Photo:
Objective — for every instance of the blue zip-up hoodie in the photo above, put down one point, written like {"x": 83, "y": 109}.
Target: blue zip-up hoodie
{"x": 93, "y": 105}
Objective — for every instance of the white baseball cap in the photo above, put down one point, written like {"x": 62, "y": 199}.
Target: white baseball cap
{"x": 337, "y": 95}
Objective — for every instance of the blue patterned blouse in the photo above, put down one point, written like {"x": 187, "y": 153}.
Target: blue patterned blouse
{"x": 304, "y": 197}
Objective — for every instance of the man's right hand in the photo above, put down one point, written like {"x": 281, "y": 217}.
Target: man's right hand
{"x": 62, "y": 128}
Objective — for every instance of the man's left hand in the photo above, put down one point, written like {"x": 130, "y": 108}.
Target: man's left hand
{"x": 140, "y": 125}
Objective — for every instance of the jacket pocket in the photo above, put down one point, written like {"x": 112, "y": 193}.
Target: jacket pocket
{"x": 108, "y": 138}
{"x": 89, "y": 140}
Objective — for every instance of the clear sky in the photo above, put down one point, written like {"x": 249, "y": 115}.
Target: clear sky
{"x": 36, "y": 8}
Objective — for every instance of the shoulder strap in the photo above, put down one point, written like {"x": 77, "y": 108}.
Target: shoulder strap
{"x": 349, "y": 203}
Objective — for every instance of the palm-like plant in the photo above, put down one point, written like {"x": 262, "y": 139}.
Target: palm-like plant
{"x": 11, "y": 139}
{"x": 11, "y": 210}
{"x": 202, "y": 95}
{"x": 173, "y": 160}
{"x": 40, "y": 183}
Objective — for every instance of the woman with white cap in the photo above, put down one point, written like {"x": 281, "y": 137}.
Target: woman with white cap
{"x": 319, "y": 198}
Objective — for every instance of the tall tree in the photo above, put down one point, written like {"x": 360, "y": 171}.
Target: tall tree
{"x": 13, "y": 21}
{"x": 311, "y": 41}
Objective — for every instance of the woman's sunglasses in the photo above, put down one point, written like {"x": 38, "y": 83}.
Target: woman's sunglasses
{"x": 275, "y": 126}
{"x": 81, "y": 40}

========

Instructions for the task:
Transcribe every entry exactly, omitting nothing.

Written answer:
Photo:
Objective — for every instance of the blue zip-up hoodie in the photo above, put down one point, written like {"x": 83, "y": 109}.
Target: blue zip-up hoodie
{"x": 93, "y": 105}
Objective — for every instance of the white baseball cap in the photo above, put down one point, written like {"x": 62, "y": 199}.
Target: white baseball cap
{"x": 337, "y": 95}
Objective — for every instance of the blue patterned blouse in the photo above, put down one point, written like {"x": 187, "y": 153}.
Target: blue patterned blouse
{"x": 304, "y": 197}
Objective — for every instance of the man's right hand in the photo above, put down one point, written like {"x": 281, "y": 217}.
Target: man's right hand
{"x": 62, "y": 128}
Objective — for every instance of the man's left hand in the photo above, put down one point, written like {"x": 130, "y": 108}.
Target: man's left hand
{"x": 140, "y": 125}
Objective — for every instance of the jacket pocket in the photo above, put down one point, written like {"x": 112, "y": 193}.
Target: jacket pocket
{"x": 108, "y": 138}
{"x": 89, "y": 140}
Objective — for every instance of the clear sky in the photo above, put down one point, written like {"x": 249, "y": 115}.
Target: clear sky
{"x": 36, "y": 8}
Objective — for every instance of the shoulder strap in the photo above, put down one point, written like {"x": 77, "y": 108}.
Target: shoulder strap
{"x": 349, "y": 203}
Objective — for every instance of the palm-like plant in the photo above, put down one point, written like {"x": 262, "y": 139}.
Target: palm-like plant
{"x": 11, "y": 139}
{"x": 11, "y": 210}
{"x": 202, "y": 95}
{"x": 173, "y": 160}
{"x": 40, "y": 183}
Objective — for every instance of the woman with white cap in the photo above, put down one point, written like {"x": 281, "y": 137}.
Target: woman with white cap
{"x": 319, "y": 198}
Objective — for every instance of the tall tree in the photo above, put down one point, written like {"x": 360, "y": 171}.
Target: tall tree
{"x": 13, "y": 21}
{"x": 311, "y": 41}
Objective — for every instance of the woman's sunglasses in the photo above, put down one point, written like {"x": 38, "y": 83}.
Target: woman's sunglasses
{"x": 275, "y": 126}
{"x": 81, "y": 40}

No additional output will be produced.